**** RECORDS SHOWN ****
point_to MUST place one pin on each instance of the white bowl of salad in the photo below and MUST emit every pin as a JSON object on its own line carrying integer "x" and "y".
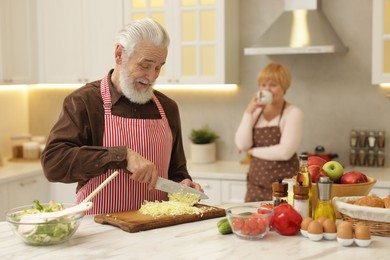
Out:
{"x": 51, "y": 231}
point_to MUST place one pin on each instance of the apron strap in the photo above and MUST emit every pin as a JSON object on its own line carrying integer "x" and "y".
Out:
{"x": 106, "y": 96}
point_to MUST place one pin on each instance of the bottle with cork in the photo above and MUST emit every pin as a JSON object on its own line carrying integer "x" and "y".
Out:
{"x": 304, "y": 177}
{"x": 279, "y": 192}
{"x": 301, "y": 200}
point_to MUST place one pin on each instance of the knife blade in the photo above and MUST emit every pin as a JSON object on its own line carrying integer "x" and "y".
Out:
{"x": 174, "y": 187}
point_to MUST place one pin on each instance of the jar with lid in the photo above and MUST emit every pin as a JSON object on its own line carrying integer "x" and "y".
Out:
{"x": 301, "y": 200}
{"x": 353, "y": 138}
{"x": 324, "y": 206}
{"x": 279, "y": 192}
{"x": 31, "y": 150}
{"x": 17, "y": 144}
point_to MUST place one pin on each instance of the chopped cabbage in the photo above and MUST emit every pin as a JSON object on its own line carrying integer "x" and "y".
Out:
{"x": 179, "y": 203}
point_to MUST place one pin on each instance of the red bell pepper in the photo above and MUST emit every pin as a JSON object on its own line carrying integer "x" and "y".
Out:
{"x": 286, "y": 220}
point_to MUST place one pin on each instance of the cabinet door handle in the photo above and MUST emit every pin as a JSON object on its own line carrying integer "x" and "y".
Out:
{"x": 28, "y": 182}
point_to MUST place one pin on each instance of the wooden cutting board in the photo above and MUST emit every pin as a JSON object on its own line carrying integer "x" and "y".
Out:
{"x": 134, "y": 221}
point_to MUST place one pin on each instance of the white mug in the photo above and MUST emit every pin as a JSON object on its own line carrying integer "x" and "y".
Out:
{"x": 264, "y": 97}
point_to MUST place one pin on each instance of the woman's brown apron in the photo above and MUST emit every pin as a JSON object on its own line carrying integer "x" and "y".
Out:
{"x": 262, "y": 173}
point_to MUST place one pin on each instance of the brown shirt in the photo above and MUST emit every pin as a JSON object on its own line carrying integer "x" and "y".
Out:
{"x": 74, "y": 151}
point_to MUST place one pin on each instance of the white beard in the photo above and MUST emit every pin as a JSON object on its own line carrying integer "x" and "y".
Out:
{"x": 127, "y": 85}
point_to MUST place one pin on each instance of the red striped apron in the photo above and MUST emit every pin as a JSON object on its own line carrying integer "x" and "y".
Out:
{"x": 151, "y": 138}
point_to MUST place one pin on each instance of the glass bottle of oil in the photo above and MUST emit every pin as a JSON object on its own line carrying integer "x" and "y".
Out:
{"x": 304, "y": 177}
{"x": 324, "y": 206}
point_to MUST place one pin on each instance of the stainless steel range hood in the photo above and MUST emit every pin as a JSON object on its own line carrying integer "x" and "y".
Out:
{"x": 301, "y": 29}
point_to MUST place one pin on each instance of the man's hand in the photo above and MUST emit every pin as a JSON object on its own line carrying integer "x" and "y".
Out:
{"x": 142, "y": 169}
{"x": 192, "y": 184}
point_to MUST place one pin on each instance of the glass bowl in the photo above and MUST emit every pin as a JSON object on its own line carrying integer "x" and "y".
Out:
{"x": 49, "y": 232}
{"x": 249, "y": 222}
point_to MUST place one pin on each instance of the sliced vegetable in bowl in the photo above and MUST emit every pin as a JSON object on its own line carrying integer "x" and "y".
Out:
{"x": 50, "y": 232}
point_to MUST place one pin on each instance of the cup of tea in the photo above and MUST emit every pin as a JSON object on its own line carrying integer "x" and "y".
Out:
{"x": 264, "y": 97}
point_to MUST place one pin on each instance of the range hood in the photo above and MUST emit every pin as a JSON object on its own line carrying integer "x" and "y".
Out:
{"x": 301, "y": 29}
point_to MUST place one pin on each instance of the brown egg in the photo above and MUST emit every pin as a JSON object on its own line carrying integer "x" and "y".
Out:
{"x": 362, "y": 232}
{"x": 321, "y": 219}
{"x": 345, "y": 223}
{"x": 329, "y": 226}
{"x": 315, "y": 228}
{"x": 345, "y": 230}
{"x": 305, "y": 223}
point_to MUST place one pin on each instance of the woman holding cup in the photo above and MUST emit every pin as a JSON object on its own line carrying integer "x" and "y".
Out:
{"x": 271, "y": 132}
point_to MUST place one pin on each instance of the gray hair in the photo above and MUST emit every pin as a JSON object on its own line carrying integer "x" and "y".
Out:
{"x": 142, "y": 30}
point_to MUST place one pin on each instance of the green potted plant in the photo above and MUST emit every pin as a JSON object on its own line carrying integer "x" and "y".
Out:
{"x": 203, "y": 145}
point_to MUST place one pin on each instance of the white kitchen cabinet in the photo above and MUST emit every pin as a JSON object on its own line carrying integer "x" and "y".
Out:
{"x": 23, "y": 191}
{"x": 17, "y": 42}
{"x": 77, "y": 39}
{"x": 3, "y": 201}
{"x": 211, "y": 188}
{"x": 233, "y": 191}
{"x": 221, "y": 191}
{"x": 63, "y": 192}
{"x": 381, "y": 42}
{"x": 204, "y": 38}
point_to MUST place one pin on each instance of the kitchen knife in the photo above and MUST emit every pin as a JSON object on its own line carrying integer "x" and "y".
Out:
{"x": 174, "y": 187}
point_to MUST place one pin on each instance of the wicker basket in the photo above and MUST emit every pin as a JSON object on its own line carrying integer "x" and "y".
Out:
{"x": 377, "y": 228}
{"x": 378, "y": 219}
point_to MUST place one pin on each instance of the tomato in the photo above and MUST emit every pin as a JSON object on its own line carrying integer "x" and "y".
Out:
{"x": 251, "y": 222}
{"x": 238, "y": 223}
{"x": 263, "y": 208}
{"x": 245, "y": 230}
{"x": 255, "y": 232}
{"x": 262, "y": 224}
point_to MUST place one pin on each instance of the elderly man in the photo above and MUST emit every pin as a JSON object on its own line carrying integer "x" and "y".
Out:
{"x": 121, "y": 123}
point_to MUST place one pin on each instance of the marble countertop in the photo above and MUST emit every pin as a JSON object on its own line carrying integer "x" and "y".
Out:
{"x": 197, "y": 240}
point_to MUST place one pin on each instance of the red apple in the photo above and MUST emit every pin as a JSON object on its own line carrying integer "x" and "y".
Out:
{"x": 353, "y": 177}
{"x": 316, "y": 160}
{"x": 334, "y": 170}
{"x": 316, "y": 172}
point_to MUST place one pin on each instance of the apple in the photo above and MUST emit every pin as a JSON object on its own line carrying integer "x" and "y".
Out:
{"x": 316, "y": 172}
{"x": 353, "y": 177}
{"x": 316, "y": 160}
{"x": 334, "y": 170}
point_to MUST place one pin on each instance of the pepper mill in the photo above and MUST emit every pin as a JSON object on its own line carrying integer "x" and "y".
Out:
{"x": 279, "y": 192}
{"x": 324, "y": 206}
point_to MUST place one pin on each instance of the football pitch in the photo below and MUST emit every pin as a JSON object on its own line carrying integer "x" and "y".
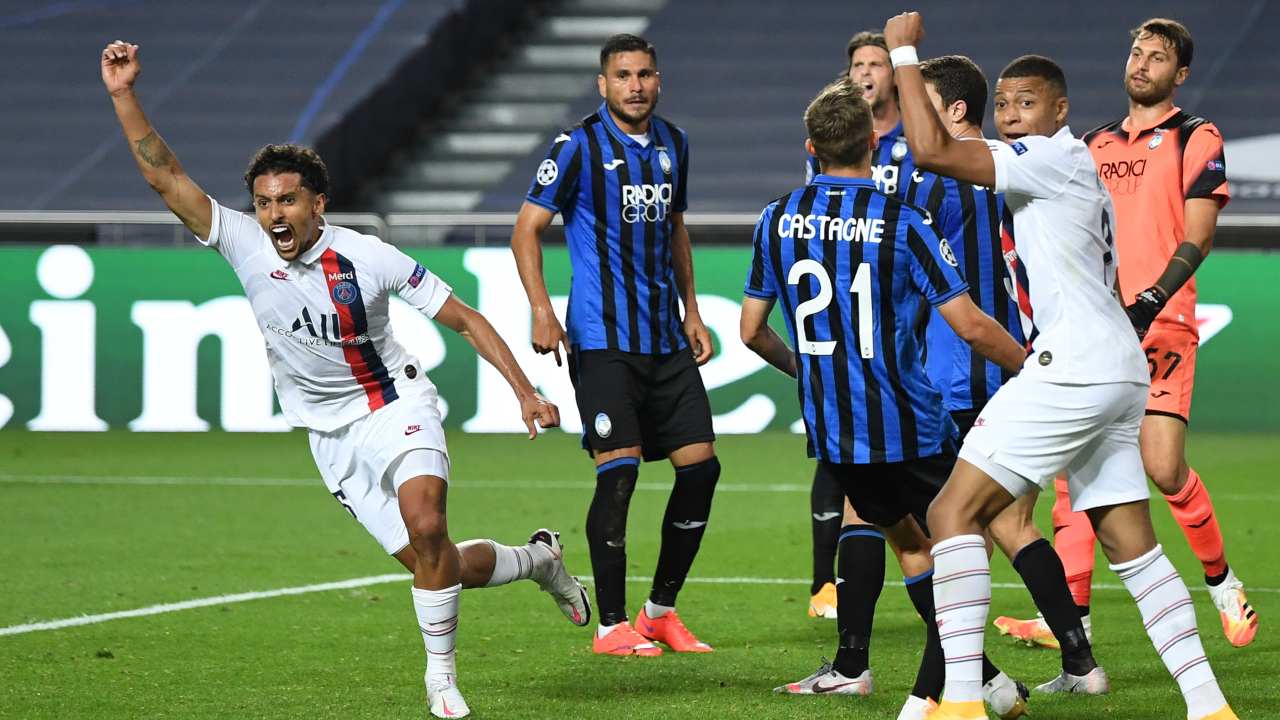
****
For each line of the entries that contains the word "bottle", make a copy.

point_to MUST place one pin on each instance of the bottle with cork in the photo above and MUST emit every pin as a JSON object on its own line carrying integer "x" and "y".
point_to MUST place one pin on each instance of the glass bottle of oil in the photo above and MUST emit every pin as a JSON object on its own line carrying integer "x" and "y".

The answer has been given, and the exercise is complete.